WRITTEN PROBLEM 1: From the road trip post, reproduce the passage that begins at the words "After 13 years" and stops after the words "lucky. . .)".
WRITTEN PROBLEM 2: According to the road trip post, what is the third exception to the disposable rule?
WRITTEN PROBLEM 3: Write what comes next in the road trip post, picking up after its last sentence.

┌─ EXCERPTED PASSAGE

May 23, 2016

What NOT to Do on a Road Trip with Kids

After 13 years of being a mother and six kids, I kind of feel like I have a handle on the whole road trip thing.  We have family in Southern California and drive down there at least once a year, and usually twice and I have learned a thing or two about making a ten hour drive. (If we're lucky. . .)


Food:
A few years ago I decided to go frugal/green. Which for us meant reusable sandwich boxes, Tupperware instead of sandwich bags, etc. And I thought it would be a good idea to carry this over into road trips. It wasn't. It is a pain and a half to find all the sandwich boxes upon arrival and make sure they get washed so the leftover crusts don't become a giant mess of white fuzz. Or make sure that everyone who had milk in their washable cold cups dumps out any leftovers so I don't get any curdled surprises. We still totally do reuseable stuff for school lunches, but NOT the car. Especially finger foods. 
Have you seen this super popular idea floating around Pinterest? Don't do it. Sure, it's cute and clever but how often is cute and clever really practical? Let me put it like this: imagine you are a couple hours into your ten hour road trip. Everything seems fine. Your four year old asks for a snack, so you hand her this giant, meticulously divided box of every snack she could dream of. She's thrilled. She can't contain her excitement. Excitement that manifests itself in bouncing legs exaggerated hand gestures. She is in possession of this box approximately two minutes when you hear a sound that makes your heart drop faster than the entire Lego bin being dumped on the floor: the box is upside down on the floor of your car, and all your work, not to mention all the snacks that were supposed to keep her happy for the next 8 hours, are in a colorful cascade down the car seats and floor. This, my friends, is why individual snack sized baggies are the way to go. 

There are in my experience exactly three exceptions to the disposable rule:
1. Sippy cups for baby/toddler. When there's only that to deal with, not impossible.

2. These ingenious snack cups for baby. Seriously, whoever invented these needs some kind of reward.
3. Water bottles.  Everyone has their own water bottles and they only ever have water in them.

└─
┌─ DATASET RECORDS

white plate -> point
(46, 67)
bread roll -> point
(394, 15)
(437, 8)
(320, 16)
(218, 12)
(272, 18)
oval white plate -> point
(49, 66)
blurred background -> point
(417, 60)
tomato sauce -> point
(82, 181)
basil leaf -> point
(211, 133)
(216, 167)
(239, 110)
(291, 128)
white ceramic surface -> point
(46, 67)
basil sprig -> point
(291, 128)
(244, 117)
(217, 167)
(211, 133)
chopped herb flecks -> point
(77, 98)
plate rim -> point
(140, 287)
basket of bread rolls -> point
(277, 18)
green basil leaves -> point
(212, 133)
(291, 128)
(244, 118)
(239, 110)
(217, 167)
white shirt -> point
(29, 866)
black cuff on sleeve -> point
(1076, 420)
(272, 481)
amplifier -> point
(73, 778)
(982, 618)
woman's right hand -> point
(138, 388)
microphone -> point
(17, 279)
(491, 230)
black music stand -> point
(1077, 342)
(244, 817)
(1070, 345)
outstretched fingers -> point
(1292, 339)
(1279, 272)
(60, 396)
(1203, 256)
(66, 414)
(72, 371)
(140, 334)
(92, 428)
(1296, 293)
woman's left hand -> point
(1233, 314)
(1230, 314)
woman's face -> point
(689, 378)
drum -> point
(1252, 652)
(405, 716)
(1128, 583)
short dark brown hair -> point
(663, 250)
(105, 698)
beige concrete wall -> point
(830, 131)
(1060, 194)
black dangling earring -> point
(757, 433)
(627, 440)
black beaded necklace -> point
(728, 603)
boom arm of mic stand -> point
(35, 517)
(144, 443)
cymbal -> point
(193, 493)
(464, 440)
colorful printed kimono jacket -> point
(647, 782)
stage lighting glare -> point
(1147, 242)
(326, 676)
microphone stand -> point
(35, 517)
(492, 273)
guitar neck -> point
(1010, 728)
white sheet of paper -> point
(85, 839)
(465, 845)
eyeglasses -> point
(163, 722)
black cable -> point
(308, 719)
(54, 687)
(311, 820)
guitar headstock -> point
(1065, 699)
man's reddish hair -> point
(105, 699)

└─

TASK OUTPUT 1:
After 13 years of being a mother and six kids, I kind of feel like I have a handle on the whole road trip thing.  We have family in Southern California and drive down there at least once a year, and usually twice and I have learned a thing or two about making a ten hour drive. (If we're lucky. . .)

TASK OUTPUT 2: Water bottles, which everyone has their own of and which only ever hold water.

TASK OUTPUT 3:
We do sack breakfasts and lunches. Brown paper bags, everything in baggies that can be thrown away when we stop for gas. And we do. Husband fills up the car while I rally the troops to find all garbage that can be thrown away. It keeps things slightly neater.


Entertainment:

I'm sure you've seen the dollar store present idea. You know, buy a bunch of stuff and wrap it and then every so often give your kids a present. Great idea, right?? Couple of problems with this one. First, wrapping paper. The last thing you need on a road trip is more garbage in your car. Second problem is expense. If you have one kid, no big deal. If you have six, you can see where I'm going with this, right? My solution: if you have advanced notice, I'm talking months, that you will be taking a trip, gather up a few toys around your house. Some books, a few hot wheels, anything small that is conducive to playing while sitting strapped in a car. Put them all in a box and pull them back out before the trip. For kids eight and younger this works like a charm. If you have a DVD player, you can do this with movies too. It's practically as good as getting something new, but it's totally free. And when you're spending that much on gas, free is good.



What I do is make all the older kids a travel binder and refill as needed each trip we take. There are so many road trip printables out there that I never run out. License plate bingo has been incredibly popular with my kids. Plus, I can tailor it to each kid. My little boys get lots of Pokemon coloring pages, easy word searches and dot to dots. The older girls get crosswords, Sudoku and Would you Rather? questions. And everyone gets lots of blank paper to write or draw on.


Don't Rule Anything Out!!!
Never say never.  It's the one constant in parenting. Never say never. You will, I guarantee, eat your words.  DVD players for the car are a bit of a hot topic.  You want to be the good parent who has meaningful conversations with your kids. The parent that plays I SPY and trivia games. And that is wonderful. That is admirable. But, somewhere around hour seven (or sooner), you might just need to rest your voice. And you might just REALLY need your kids to rest their voices.  Sometimes an audio book will do it.  And sometimes it takes the big guns.  Keep an open mind when it comes to road trip entertainment. We love Brain Quest. We love the alphabet game, and license plate bingo but we would not have survived the many, many trips that we have made to Southern California without our travel DVD players.  

Packing:
As soon as my kids are old enough to walk and talk and open their own drawers, they help with the packing. Do you know how long it would take me to pack for six kids by myself? Everyone gets a list of things that they need, they pack and then I have final approval. That way I only spend my time double checking to make sure that the four pairs of shorts that they chose will actually match the four shirts, and that the underwear they threw in there is clean.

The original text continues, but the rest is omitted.